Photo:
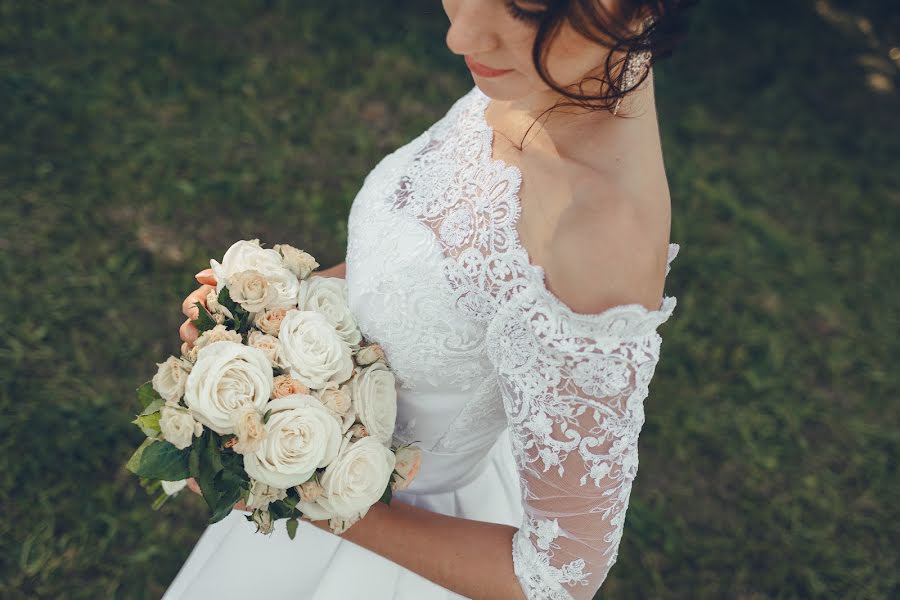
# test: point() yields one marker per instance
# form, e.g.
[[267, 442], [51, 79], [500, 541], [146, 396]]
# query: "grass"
[[134, 131]]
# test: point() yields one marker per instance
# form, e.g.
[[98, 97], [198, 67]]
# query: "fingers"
[[206, 277], [188, 308], [188, 332]]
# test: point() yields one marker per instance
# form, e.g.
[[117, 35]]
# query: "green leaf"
[[386, 496], [280, 510], [161, 460], [149, 424], [153, 407], [224, 505], [292, 527], [134, 462], [206, 469], [146, 394], [204, 320]]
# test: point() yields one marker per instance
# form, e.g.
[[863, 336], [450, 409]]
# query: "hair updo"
[[664, 23]]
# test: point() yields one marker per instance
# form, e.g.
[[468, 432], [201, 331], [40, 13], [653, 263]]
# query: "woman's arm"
[[472, 558]]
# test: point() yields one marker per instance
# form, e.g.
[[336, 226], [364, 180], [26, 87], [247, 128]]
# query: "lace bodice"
[[437, 275]]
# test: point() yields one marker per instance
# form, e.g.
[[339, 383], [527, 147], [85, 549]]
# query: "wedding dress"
[[528, 413]]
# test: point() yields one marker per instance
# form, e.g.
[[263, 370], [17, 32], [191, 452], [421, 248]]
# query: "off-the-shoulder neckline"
[[537, 275]]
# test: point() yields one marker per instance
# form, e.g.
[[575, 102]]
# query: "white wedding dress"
[[528, 413]]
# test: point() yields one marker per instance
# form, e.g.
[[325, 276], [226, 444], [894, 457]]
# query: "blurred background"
[[140, 139]]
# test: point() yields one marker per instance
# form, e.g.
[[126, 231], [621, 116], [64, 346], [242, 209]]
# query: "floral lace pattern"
[[466, 307]]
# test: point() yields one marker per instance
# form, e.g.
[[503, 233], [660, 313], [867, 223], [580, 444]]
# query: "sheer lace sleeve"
[[573, 387]]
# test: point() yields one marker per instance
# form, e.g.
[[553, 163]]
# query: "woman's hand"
[[188, 330], [194, 487]]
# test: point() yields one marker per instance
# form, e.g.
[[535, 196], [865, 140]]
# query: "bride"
[[516, 289]]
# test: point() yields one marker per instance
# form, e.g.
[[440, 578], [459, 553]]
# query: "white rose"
[[374, 396], [328, 295], [212, 304], [370, 354], [173, 487], [268, 344], [409, 459], [312, 349], [297, 261], [251, 290], [245, 255], [227, 377], [269, 321], [353, 482], [249, 428], [219, 333], [336, 398], [262, 494], [263, 521], [285, 385], [309, 490], [170, 378], [178, 425], [302, 435]]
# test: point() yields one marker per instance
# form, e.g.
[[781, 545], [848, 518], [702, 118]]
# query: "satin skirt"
[[232, 561]]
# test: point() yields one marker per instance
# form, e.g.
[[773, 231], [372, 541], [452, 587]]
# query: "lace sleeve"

+ + + + + + +

[Work to complete]
Can you rewrite the data from its first line through the line containing "[[537, 275]]", inclusive, as a JSON list of strings with one string per line, dropping blank lines and leaving the pictures out?

[Response below]
[
  "Photo:",
  "# test: point() yields one marker per instance",
  "# form, e.g.",
  "[[267, 442], [51, 79], [500, 541], [146, 396]]",
  "# query: \"grass\"",
  "[[134, 131]]",
  "# test: point() yields one marker per instance",
  "# form, e.g.",
  "[[98, 97], [198, 67]]",
  "# query: \"fingers\"",
  "[[206, 277], [188, 308], [188, 332]]",
  "# test: point() yields one marker per instance",
  "# form, e.g.",
  "[[117, 35]]",
  "# query: \"green leaf\"",
  "[[386, 496], [280, 510], [161, 460], [149, 424], [153, 407], [224, 505], [292, 527], [134, 462], [206, 469], [146, 394], [204, 320]]",
  "# test: point() yields one marker per instance",
  "# form, e.g.",
  "[[863, 336], [450, 409]]",
  "# query: \"hair updo\"",
  "[[664, 23]]",
  "# test: point() yields one marker per instance",
  "# form, e.g.",
  "[[468, 432], [201, 331], [40, 13], [653, 263]]",
  "# query: \"woman's arm\"",
  "[[472, 558]]",
  "# test: point() yields one marker per instance",
  "# form, e.g.",
  "[[336, 226], [364, 180], [26, 87], [247, 128]]",
  "# query: \"lace bodice\"",
  "[[437, 275]]",
  "# test: point() yields one marker per instance",
  "# form, e.g.",
  "[[339, 383], [527, 147], [85, 549]]",
  "# query: \"wedding dress\"",
  "[[528, 413]]",
  "# test: point() yields one marker per instance",
  "# form, e.g.",
  "[[263, 370], [17, 32], [191, 452], [421, 248]]",
  "# query: \"off-the-shoulder neckline\"",
  "[[537, 275]]"
]